• [TASK DIRECTIONS]: Rewrite the records below, swapping every "gives the position of" for "returns the location of" and keeping everything else the same.

• [Records from a collection]:
** Begin **
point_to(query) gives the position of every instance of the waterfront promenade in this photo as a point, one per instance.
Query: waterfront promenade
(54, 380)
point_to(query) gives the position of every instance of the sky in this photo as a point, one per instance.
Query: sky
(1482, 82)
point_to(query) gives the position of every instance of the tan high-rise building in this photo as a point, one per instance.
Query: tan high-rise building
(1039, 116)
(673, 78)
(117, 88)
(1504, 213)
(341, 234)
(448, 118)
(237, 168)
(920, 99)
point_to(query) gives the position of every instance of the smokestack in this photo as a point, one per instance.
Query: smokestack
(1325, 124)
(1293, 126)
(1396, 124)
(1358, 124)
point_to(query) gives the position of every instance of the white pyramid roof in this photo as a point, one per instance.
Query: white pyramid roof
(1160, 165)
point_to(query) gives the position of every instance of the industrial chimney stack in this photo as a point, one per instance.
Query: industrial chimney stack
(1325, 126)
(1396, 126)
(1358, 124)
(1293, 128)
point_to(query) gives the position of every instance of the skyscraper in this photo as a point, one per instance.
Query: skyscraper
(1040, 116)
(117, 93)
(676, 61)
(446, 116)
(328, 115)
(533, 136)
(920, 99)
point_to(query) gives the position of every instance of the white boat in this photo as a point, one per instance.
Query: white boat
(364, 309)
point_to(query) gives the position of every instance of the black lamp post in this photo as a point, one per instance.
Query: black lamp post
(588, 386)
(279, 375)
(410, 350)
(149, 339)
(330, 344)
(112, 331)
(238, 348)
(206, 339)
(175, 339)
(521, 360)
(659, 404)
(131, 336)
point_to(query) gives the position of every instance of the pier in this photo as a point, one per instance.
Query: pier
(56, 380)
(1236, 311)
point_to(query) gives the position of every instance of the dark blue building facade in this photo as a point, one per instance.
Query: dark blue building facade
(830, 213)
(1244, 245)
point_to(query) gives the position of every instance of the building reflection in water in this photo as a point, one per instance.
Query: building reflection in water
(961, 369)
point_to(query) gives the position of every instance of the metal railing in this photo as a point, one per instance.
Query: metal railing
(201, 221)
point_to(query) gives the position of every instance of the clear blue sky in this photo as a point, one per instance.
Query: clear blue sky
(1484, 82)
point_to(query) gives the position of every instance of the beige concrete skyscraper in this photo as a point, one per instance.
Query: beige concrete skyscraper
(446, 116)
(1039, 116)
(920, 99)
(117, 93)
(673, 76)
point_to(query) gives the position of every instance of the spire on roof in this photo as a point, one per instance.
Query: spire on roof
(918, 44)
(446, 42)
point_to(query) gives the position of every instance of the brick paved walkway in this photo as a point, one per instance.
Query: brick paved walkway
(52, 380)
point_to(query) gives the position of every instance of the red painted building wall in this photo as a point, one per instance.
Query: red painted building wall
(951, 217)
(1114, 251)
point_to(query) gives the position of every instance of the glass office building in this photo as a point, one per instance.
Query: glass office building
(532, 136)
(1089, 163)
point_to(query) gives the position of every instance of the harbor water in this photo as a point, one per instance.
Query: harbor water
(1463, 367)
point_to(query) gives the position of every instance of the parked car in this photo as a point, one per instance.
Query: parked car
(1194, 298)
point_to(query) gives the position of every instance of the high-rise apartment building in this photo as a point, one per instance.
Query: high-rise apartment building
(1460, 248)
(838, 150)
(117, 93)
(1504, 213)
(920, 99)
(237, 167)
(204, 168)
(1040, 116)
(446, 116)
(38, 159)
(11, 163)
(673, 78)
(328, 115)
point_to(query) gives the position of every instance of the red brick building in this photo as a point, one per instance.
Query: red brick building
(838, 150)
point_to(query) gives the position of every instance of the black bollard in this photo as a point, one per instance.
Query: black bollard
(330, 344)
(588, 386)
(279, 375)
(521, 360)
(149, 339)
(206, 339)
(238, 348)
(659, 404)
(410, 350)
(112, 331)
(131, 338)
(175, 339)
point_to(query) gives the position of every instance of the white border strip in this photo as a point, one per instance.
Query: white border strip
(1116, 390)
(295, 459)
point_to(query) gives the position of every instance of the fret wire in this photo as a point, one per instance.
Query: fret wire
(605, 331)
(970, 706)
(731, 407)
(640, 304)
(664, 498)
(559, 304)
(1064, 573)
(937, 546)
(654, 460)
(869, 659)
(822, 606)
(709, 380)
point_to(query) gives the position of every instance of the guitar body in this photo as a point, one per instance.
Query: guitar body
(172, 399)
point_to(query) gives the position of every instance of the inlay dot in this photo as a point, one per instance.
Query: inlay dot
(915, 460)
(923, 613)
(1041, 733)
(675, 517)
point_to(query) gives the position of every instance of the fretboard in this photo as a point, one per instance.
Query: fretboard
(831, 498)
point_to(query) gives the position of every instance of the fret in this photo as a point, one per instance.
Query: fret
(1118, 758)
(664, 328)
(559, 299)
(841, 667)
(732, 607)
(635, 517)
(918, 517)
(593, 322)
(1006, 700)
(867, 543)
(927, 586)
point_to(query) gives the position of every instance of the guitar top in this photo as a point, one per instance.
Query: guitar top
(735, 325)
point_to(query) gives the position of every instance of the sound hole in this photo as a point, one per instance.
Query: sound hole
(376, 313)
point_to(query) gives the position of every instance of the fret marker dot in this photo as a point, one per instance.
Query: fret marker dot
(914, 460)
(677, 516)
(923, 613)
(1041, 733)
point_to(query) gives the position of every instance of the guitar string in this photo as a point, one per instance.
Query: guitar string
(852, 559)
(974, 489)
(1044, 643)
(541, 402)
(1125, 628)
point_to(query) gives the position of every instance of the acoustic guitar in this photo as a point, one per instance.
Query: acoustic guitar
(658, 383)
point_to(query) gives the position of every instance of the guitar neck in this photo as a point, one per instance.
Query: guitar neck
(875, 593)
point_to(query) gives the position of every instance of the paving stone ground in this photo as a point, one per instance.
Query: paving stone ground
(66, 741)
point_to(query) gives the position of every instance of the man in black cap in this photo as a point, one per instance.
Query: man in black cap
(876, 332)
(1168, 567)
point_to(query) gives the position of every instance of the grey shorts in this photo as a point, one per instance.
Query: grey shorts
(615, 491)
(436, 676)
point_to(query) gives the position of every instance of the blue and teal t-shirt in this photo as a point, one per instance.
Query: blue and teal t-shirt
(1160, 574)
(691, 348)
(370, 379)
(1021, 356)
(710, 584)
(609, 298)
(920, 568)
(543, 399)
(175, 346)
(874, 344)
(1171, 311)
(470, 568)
** End **
• [SOLUTION TO THIS EXERCISE]:
point_to(query) returns the location of every instance of the waterfront promenade in this photo as a point, one per instance.
Query: waterfront promenade
(54, 380)
point_to(query) returns the location of every instance of the sky in this photo as a point, one per instance.
Query: sky
(1482, 82)
point_to(query) returns the location of every instance of the tan high-rise building in this photo as a point, one per instance.
Query: tan high-rise building
(1039, 116)
(673, 78)
(117, 88)
(1504, 213)
(341, 234)
(448, 118)
(237, 168)
(920, 99)
point_to(query) returns the location of every instance of the smokestack in this photo as a point, one per instance.
Query: smokestack
(1325, 124)
(1293, 126)
(1396, 124)
(1358, 124)
point_to(query) returns the location of every instance of the white pyramid roof in this photo as a point, one per instance.
Query: white pyramid roof
(1160, 165)
point_to(query) returns the location of every instance of the industrial chimney stack in this photo as a point, one per instance.
Query: industrial chimney stack
(1325, 126)
(1396, 126)
(1358, 124)
(1293, 128)
point_to(query) returns the location of every instance of the skyscraper in this photo as a point, one per instance.
Query: skyscraper
(1040, 116)
(117, 93)
(676, 61)
(446, 116)
(328, 115)
(533, 136)
(920, 99)
point_to(query) returns the location of every instance of the white boat in this photo as a point, one per instance.
Query: white boat
(364, 309)
point_to(query) returns the location of every instance of the black lamp post in this photo as a point, one per instance.
Query: black lamp post
(588, 386)
(279, 375)
(410, 350)
(149, 339)
(330, 344)
(112, 331)
(238, 348)
(206, 339)
(175, 339)
(521, 360)
(659, 404)
(131, 336)
point_to(query) returns the location of every instance of the pier in this photo as a point, one per instance.
Query: pier
(56, 380)
(1236, 311)
point_to(query) returns the location of every instance of the dark blue building facade in this photo as a point, one per instance.
Query: dark blue building facade
(830, 213)
(1244, 245)
point_to(query) returns the location of every instance of the building reflection in water in this photo as a point, one per instance.
Query: building reflection in water
(961, 369)
point_to(query) returns the location of every instance of the metal railing in this photo as a point, one per instance.
Query: metal railing
(201, 221)
point_to(query) returns the location of every instance of the clear blue sky in this photo as a point, one per instance.
Query: clear blue sky
(1484, 82)
point_to(query) returns the location of every instance of the beige concrete skyscraper in this photo as a point, one per instance.
Query: beige concrete skyscraper
(446, 116)
(1039, 116)
(920, 99)
(117, 93)
(673, 76)
point_to(query) returns the location of every instance of the spire on roof in this photo as a point, one per instance.
Query: spire on roof
(918, 44)
(446, 42)
point_to(query) returns the location of every instance of the brick paved walkway in this photo as a point, one per instance.
Query: brick paved walkway
(52, 380)
point_to(query) returns the location of every instance of the red painted building wall in this photo as a point, one per instance.
Query: red painted building wall
(951, 217)
(1114, 251)
point_to(query) returns the location of every instance of the glass office building in this photo as a point, one per instance.
Query: glass office building
(532, 136)
(1089, 163)
point_to(query) returns the location of every instance of the harbor water in this photo as a point, one per instance.
Query: harbor water
(1463, 367)
point_to(query) returns the location of every instance of the parked car in this photo as a point, one per instance.
Query: parked car
(1194, 298)
point_to(query) returns the location of every instance of the high-rise apartment building in this photo as a point, one per instance.
Query: high-rise apartment building
(1460, 248)
(838, 150)
(117, 93)
(1504, 213)
(920, 99)
(237, 167)
(204, 168)
(1040, 116)
(446, 116)
(38, 159)
(11, 163)
(673, 78)
(328, 115)
point_to(query) returns the location of every instance of the red brick building in this photo as a point, one per instance.
Query: red brick building
(838, 150)
point_to(query) returns the location of every instance of the black bollard in this photo as a point, one per instance.
Query: black bollard
(330, 344)
(588, 386)
(279, 375)
(521, 360)
(149, 339)
(206, 339)
(238, 348)
(659, 404)
(410, 350)
(112, 331)
(131, 338)
(175, 339)
point_to(query) returns the location of every instance of the white border strip in this photo as a point, one per instance.
Query: white border strip
(1116, 390)
(295, 459)
point_to(query) returns the location of every instance of the fret wire in this photo as a point, one per instance.
Query: fret wire
(605, 331)
(970, 706)
(731, 407)
(640, 304)
(664, 498)
(559, 304)
(1064, 573)
(937, 546)
(654, 460)
(869, 659)
(822, 606)
(709, 380)
point_to(query) returns the location of every instance of the guitar body in this photo as a point, one per instance.
Query: guitar body
(172, 399)
point_to(query) returns the location of every instance of the inlay dot in this photo as a point, one per instance.
Query: inlay dot
(915, 460)
(923, 613)
(1041, 733)
(675, 517)
point_to(query) returns the location of every instance of the fretboard in this photo as a point, one per instance.
Query: fretboard
(831, 498)
point_to(query) returns the location of every instance of the fret in this photo as a point, one per instance.
Query: fret
(1118, 758)
(664, 328)
(559, 299)
(841, 667)
(732, 607)
(635, 517)
(918, 517)
(593, 322)
(1006, 700)
(867, 543)
(927, 586)
point_to(query) returns the location of every instance of the guitar top in this photo as a point, one per instance.
Query: guitar top
(735, 325)
point_to(query) returns the location of every instance of the sound hole in this photo as a point, one per instance.
Query: sound hole
(376, 313)
point_to(query) returns the location of every instance of the fret marker dot in this photo as a point, one per instance.
Query: fret marker dot
(914, 460)
(677, 516)
(923, 613)
(1041, 733)
point_to(query) returns the location of every instance of the guitar string in this photo as a point, one per instance.
Query: guitar string
(852, 559)
(974, 489)
(1044, 643)
(541, 402)
(1125, 628)
point_to(query) returns the location of every instance of the acoustic guitar in this photo as a point, one per instance.
Query: acoustic guitar
(658, 383)
point_to(query) returns the location of every instance of the guitar neck in this photo as a point, one per instance.
Query: guitar neck
(875, 593)
point_to(query) returns the location of every instance of the paving stone ground in this photo as a point, one per instance.
Query: paving stone ground
(66, 741)
point_to(query) returns the location of every instance of the man in black cap in this photo as a point, one per instance.
Query: man in black cap
(876, 332)
(1168, 567)
point_to(query) returns the location of every instance of the grey shorts in this photo as a point, one per instance.
Query: grey shorts
(615, 491)
(436, 676)
point_to(query) returns the location of every instance of the blue and teal t-shirt in this photo as a point, one per instance.
Query: blue and teal t-shirt
(1160, 574)
(691, 348)
(370, 379)
(1021, 356)
(710, 584)
(609, 298)
(920, 568)
(543, 399)
(175, 346)
(874, 344)
(1171, 311)
(470, 568)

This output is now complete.